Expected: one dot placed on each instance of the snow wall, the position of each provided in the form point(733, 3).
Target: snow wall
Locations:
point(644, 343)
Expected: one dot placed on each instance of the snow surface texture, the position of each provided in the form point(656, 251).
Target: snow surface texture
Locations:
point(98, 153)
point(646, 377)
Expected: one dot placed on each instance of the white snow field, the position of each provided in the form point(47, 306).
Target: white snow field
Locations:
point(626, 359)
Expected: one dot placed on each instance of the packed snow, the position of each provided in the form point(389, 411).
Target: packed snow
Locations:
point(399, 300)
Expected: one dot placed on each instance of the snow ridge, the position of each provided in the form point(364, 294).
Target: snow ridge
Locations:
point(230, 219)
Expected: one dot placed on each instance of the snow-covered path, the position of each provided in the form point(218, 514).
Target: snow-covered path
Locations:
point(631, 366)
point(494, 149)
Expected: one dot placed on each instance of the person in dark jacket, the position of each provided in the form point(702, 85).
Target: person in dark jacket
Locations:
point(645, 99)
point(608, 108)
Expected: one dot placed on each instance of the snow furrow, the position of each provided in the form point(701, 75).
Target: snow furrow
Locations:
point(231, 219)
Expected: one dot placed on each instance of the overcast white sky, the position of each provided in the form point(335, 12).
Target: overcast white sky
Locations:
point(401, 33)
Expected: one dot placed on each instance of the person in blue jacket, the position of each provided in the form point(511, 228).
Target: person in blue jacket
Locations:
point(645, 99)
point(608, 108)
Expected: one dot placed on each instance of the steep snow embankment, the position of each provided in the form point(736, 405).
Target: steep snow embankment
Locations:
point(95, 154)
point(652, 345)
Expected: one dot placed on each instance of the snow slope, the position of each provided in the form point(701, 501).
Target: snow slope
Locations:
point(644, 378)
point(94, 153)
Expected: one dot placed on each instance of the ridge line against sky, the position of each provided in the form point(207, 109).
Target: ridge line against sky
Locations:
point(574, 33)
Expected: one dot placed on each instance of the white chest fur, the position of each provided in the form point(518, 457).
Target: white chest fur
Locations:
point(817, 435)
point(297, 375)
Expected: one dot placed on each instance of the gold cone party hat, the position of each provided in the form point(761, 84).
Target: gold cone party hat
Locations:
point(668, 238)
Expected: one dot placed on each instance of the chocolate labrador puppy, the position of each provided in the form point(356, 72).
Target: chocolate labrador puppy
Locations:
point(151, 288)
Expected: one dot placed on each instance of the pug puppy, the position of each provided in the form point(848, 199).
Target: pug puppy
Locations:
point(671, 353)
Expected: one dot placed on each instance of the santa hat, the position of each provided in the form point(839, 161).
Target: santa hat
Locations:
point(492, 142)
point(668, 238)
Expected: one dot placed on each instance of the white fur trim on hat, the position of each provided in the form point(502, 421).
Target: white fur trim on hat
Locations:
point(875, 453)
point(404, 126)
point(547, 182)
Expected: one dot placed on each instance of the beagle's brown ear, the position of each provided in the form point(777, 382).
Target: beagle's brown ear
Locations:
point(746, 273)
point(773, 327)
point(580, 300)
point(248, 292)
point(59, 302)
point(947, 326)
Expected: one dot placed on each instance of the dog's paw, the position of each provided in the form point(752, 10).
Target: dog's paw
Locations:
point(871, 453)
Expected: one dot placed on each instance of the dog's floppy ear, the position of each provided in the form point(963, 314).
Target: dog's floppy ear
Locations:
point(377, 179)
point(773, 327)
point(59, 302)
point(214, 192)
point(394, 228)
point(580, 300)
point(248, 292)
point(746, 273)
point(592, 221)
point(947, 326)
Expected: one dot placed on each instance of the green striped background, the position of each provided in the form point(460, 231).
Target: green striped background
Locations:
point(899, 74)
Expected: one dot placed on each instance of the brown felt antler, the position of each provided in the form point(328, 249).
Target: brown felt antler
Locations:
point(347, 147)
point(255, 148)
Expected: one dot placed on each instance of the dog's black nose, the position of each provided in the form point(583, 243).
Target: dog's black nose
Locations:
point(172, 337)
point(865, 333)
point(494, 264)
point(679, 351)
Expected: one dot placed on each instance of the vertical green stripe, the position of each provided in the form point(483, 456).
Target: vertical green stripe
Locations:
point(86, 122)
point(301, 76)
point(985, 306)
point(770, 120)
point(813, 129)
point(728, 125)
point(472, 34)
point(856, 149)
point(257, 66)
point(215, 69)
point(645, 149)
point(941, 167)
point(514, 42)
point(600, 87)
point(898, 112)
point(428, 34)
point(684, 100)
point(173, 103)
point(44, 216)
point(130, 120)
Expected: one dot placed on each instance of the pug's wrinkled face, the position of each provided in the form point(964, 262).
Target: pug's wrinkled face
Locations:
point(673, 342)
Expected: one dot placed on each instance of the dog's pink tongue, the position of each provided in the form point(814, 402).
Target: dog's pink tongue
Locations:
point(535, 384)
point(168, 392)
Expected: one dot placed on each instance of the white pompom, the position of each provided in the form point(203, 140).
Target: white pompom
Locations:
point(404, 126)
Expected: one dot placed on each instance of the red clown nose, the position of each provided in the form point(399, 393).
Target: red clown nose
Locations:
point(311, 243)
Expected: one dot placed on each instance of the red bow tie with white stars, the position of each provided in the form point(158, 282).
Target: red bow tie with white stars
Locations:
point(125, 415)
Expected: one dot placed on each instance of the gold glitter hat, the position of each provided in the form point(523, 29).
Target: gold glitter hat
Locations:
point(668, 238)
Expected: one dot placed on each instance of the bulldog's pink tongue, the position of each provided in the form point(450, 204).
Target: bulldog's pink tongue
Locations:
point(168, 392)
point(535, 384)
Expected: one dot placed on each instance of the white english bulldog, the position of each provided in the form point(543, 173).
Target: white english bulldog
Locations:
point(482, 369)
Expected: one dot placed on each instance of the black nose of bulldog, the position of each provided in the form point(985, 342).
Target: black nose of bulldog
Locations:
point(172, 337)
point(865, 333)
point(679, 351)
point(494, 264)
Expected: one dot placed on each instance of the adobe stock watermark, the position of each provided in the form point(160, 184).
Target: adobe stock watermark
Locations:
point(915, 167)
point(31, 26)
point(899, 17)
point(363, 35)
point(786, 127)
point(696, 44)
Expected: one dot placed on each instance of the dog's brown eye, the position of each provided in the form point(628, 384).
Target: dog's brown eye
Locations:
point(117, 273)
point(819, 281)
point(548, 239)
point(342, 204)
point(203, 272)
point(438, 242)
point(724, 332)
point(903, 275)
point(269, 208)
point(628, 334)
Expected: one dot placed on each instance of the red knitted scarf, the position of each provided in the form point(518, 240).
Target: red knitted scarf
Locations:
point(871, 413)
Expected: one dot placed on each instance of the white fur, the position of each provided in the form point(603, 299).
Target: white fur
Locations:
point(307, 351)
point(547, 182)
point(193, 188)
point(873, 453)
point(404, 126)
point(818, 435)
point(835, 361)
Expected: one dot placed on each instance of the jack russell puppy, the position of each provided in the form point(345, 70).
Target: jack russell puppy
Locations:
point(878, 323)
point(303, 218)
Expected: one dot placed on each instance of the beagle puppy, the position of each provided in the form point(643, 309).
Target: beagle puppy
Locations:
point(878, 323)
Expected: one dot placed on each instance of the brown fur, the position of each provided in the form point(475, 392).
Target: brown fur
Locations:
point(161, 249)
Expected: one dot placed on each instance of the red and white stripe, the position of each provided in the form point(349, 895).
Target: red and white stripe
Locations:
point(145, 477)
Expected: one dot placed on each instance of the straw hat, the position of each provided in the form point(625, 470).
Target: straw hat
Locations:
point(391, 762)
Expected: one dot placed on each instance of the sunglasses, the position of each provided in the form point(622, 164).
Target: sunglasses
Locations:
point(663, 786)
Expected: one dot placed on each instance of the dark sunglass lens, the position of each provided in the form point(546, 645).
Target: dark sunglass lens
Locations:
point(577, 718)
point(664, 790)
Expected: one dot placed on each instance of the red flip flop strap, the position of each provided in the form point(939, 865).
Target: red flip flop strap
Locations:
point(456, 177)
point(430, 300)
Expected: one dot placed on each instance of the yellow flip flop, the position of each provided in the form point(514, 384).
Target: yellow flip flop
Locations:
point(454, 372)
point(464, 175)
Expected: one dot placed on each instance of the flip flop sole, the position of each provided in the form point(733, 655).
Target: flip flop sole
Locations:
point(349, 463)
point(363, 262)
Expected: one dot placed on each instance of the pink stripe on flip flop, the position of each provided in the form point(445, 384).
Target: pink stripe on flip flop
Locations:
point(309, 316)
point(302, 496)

CHALLENGE:
Quote the lines of the data above word for word, from the line containing "Expected: one dot placed on each instance of the adobe" through the line containing "point(871, 413)", with both of those lines included.

EXERCISE RESPONSE:
Expected: one dot placed on each instance of the adobe stock watermark, the position of each provided in the form point(160, 184).
Target: adobe stock watermark
Locations:
point(915, 167)
point(31, 26)
point(899, 17)
point(363, 35)
point(786, 127)
point(696, 44)
Expected: one dot placed on each instance of the dog's brown eye, the position of each provided in the form point(628, 384).
Target: dog's brown eye
Locations:
point(117, 273)
point(819, 281)
point(548, 239)
point(342, 204)
point(203, 272)
point(438, 242)
point(724, 332)
point(903, 275)
point(269, 208)
point(628, 334)
Expected: one dot placed on each instance of the red knitted scarf, the position of each provided in the form point(518, 240).
Target: red knitted scarf
Locations:
point(871, 413)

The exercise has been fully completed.